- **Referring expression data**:
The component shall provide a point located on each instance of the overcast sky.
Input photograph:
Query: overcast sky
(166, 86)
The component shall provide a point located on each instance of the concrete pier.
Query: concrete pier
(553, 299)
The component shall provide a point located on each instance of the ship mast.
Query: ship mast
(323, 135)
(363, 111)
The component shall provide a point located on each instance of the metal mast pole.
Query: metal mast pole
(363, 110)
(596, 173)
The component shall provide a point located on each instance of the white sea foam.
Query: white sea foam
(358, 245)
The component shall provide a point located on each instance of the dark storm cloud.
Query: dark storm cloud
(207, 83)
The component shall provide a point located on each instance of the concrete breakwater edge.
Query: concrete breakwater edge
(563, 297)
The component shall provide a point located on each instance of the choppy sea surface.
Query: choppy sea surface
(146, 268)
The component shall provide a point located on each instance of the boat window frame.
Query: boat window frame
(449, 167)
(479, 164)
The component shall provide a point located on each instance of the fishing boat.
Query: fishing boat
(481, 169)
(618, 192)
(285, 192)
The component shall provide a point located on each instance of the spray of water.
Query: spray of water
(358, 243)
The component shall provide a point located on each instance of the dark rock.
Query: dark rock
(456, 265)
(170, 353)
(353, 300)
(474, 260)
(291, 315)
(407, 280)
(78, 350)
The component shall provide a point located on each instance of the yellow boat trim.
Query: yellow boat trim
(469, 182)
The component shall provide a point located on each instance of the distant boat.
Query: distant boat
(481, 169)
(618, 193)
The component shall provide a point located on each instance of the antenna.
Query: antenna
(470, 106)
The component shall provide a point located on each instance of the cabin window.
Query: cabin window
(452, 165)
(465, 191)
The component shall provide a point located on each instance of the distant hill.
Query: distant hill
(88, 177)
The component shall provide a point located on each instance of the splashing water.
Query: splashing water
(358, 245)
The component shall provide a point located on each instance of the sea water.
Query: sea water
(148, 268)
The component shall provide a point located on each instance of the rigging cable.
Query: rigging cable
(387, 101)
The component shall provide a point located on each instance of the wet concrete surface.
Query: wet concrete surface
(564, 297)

- **AIM OF THE EXERCISE**: Each entry needs to be copied out exactly as written.

- **TASK RESULT**:
The component shall provide a point located on each instance of the overcast sky.
Input photograph:
Query: overcast sky
(166, 86)
The component shall provide a point located on each instance of the concrete pier.
Query: concrete pier
(553, 299)
The component shall provide a point located on each instance of the ship mast.
Query: ship mast
(323, 135)
(363, 111)
The component shall provide a point located on each instance of the metal mast pole.
Query: metal mast pole
(363, 110)
(596, 173)
The component shall provide a point located on each instance of the white sea foam.
Query: white sea foam
(358, 245)
The component shall provide a point located on each instance of the dark storm cloud.
Query: dark storm cloud
(207, 83)
The component shall provide a point located on each instance of the concrete breakwater edge.
Query: concrete breakwater edge
(563, 297)
The component shall provide a point located on each instance of the choppy sea surface.
Query: choppy sea surface
(146, 268)
The component shall provide a point located on each instance of the boat window frame.
Query: boat window frame
(449, 167)
(479, 164)
The component shall provide a point located on each instance of the fishing boat.
Query: fishing boat
(481, 169)
(618, 192)
(285, 192)
The component shall provide a point located on each instance of the spray of water.
Query: spray of water
(358, 243)
The component shall provide a point located on each instance of the dark rock.
Query: dark rock
(456, 265)
(170, 353)
(353, 300)
(474, 260)
(291, 315)
(407, 280)
(78, 350)
The component shall provide a point located on each instance of the yellow boat trim.
Query: yellow boat trim
(469, 182)
The component shall provide a point located on each instance of the distant boat.
Query: distant boat
(481, 169)
(618, 193)
The component shall provide a point located on each instance of the antenna.
Query: antenna
(470, 106)
The component shall provide a point located on each instance of the cabin window.
Query: cabin window
(452, 165)
(465, 191)
The component shall provide a point located on each instance of the distant hill.
Query: distant hill
(88, 177)
The component shall provide a point located on each instance of the splashing water.
Query: splashing water
(358, 245)
The component shall provide a point located on each instance of the sea water.
Query: sea water
(148, 268)
The component shall provide a point located on each instance of the rigging cable.
Query: rigging cable
(387, 101)
The component shall provide a point located on each instance of the wet concrete surface.
Query: wet concrete surface
(564, 297)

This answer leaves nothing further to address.